**Activities**
• 1. Answer these questions about the comment thread on the Tesla diner:
(a) How much did the commenter who visited an In-N-Out in San Diego pay for a single patty burger, fries, and a drink?
(b) About how many flavors does the soda fountain at Nifty Fifty's around Philadelphia have?
(c) What total is given in the quotation for the two dishes?
• 2. Reproduce the comment thread on the Tesla diner word for word, from "I just vomited" up to and including "along the cliff.".

**Document excerpt**
★ ★ ★ ★ ★

Is the Tesla diner better or worse than videos with caption text rapidly flashing by?
#freethenipple
I’m all for equality and an ally!
The number of people waiting in that line for overpriced slop food is depressing. That this brand still has any pull for people is one of the most damning things about our current culture.
Edit – To be fully clear, by “this brand” I mean Tesla not Autopian lol.
I have to wonder how quickly it’ll fall off once everyone who wants to try it just to say they did, has. It sounds like more of a gimmick than a serious attempt.
My simple mid-west city mind cannot wrap my head around the prices. Are those normal prices for that part of California or are they higher than average?
Normal. Even in midwest, if you go into the city.
Since he compared to In-N-Out, yesterday I went to one in San Diego and got a single patty burger, fries, and drink for less than $9.
Pittsburgh – a quality burger outside of 5 Guys will run you 14 bucks or so any more. Same with most other sandwiches if you want to avoid the major chains.
Yeah, Nifty Fifty’s around Philadelphia is like $13.50 for a cheeseburger, fries, and a soda (burger itself is $5.35). But they are seriously good and have like 80 flavors at the soda fountain
These days the nice burgers in my part of the midwest go for around $15, but that comes with at least fries, which it sounds like this one didn’t. Also, it doesn’t sound like it holds a candle to the $15 burgers I’ve tried.
Its normal hype surcharge pricing. Go where the locals go and you can do better:
“The two dishes came out to $26.89, and I am being so serious when I say I’ve had several meals that are both more tasty and significantly more filling at less than half the price.”
Full disclosure, I rarely eat out. I make better burgers at home for a LOT less, like $3 for a fully dressed burger AND fries. No #@*%& tipping bullshit either!
Isn’t Elon paying women to have the secret Elon sauce?
Its giving Harley Davidson Cafe vibes.
500 bonus points.
Hold the Elon sauce.
Would you accept the Elon sauce if he offered to buy you a horse?
COTD
Due to concerns of sex jokes in COTD, I cannot feature this, but you definitely got a hearty chuckle out of me! <3
David’s the one being prudish about this, isn’t he?
It’s definitely fathead.
Oh, god, no. I do not want to hold any of Elon’s sauce, thank you.
Swallow!
I just vomited a little at work, so thank you for that
I find this bizarre. Why would I want to watch the last 20 minutes of a sci-fi B movie while charging my car? Why would I want to pay $25 for food that sounds lower quality than White Castle? Why would I want to go to a charging station that appears to be modeled after a building from a decades old cartoon I never watched?
I just don’t get it. Literally nothing about this concept sounds appealing or interesting.
well, its a Tesla project, so thats par for the course.
Wait, did this take design influences from the pillboxes in Normandy? Oh, Elon, all the dogs in town are responding to your
whistledelicious food!Holy shit you are right. It looks just like those observing bunkers along the cliff.
‘over the air frier updates’ killed me. top notch comedy, Griffin
Funny thing is that is that many brands of commercial fryers actually are wifi enabled and have OTA updates as a “feature” so there’s a very large chance some poor kitchen has been caught out by this happening mid-rush.
If price is such a concern, I think Uber should open a competing diner where all the workers are paid a few cents per item and then get to pay 35% taxes on their 1099 income if they manage to avoid getting fired without cause.
“Meal was awful and I vomited on the table”: 4 stars
“Meal was tolerable and I don’t have food poisoning”: 5 stars
So you’re telling me a Silicon Valley tech company took something that already exists and made a much worse and more expensive version of it?
someone should make a show about that
It is called the news.
Does anyone remember Eatsa?
Don’t forget that this diner would have probably sucked up enough venture capital to cure cancer, too.
Until cancer gets a fancy real-time tracking app where we can monitor
clients’patients’ demographic data and habits, it’ll never get off the ground!Come on, cancer — talk to your publicist and maybe we can set up a quick call.

★ ★ ★ ★ ★

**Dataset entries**

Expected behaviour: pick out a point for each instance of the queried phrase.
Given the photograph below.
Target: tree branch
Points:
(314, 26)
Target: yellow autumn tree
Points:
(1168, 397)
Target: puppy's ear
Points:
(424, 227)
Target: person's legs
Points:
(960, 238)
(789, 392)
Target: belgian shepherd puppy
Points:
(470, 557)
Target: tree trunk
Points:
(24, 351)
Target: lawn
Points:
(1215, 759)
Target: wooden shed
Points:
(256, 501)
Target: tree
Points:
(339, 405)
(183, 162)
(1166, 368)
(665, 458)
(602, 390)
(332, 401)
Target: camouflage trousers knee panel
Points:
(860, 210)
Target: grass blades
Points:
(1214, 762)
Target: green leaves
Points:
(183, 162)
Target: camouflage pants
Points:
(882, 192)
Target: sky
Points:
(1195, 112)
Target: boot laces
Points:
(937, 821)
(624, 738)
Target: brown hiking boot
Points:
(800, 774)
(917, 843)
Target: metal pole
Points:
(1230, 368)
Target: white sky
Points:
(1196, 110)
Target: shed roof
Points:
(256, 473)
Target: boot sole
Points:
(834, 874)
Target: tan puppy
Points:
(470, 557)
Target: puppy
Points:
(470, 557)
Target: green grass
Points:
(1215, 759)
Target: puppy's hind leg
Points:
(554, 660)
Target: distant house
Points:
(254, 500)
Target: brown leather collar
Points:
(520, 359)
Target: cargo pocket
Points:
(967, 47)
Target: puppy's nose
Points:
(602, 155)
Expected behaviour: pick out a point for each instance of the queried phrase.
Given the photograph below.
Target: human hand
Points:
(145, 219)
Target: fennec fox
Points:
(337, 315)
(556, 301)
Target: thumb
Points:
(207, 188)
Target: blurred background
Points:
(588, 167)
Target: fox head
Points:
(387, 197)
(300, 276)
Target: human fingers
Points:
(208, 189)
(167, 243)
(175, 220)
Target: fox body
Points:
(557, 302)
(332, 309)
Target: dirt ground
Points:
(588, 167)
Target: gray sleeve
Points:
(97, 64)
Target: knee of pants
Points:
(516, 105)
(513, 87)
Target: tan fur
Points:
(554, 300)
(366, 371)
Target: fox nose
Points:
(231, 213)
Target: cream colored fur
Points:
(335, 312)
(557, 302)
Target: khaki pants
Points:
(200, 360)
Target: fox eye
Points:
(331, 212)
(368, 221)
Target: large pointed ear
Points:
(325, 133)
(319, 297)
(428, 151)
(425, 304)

★ ★ ★ ★ ★

**Exercise responses**
• 1.
(a) Less than $9.
(b) About 80.
(c) $26.89.

• 2.
I just vomited a little at work, so thank you for that
I find this bizarre. Why would I want to watch the last 20 minutes of a sci-fi B movie while charging my car? Why would I want to pay $25 for food that sounds lower quality than White Castle? Why would I want to go to a charging station that appears to be modeled after a building from a decades old cartoon I never watched?
I just don’t get it. Literally nothing about this concept sounds appealing or interesting.
well, its a Tesla project, so thats par for the course.
Wait, did this take design influences from the pillboxes in Normandy? Oh, Elon, all the dogs in town are responding to your
whistledelicious food!Holy shit you are right. It looks just like those observing bunkers along the cliff.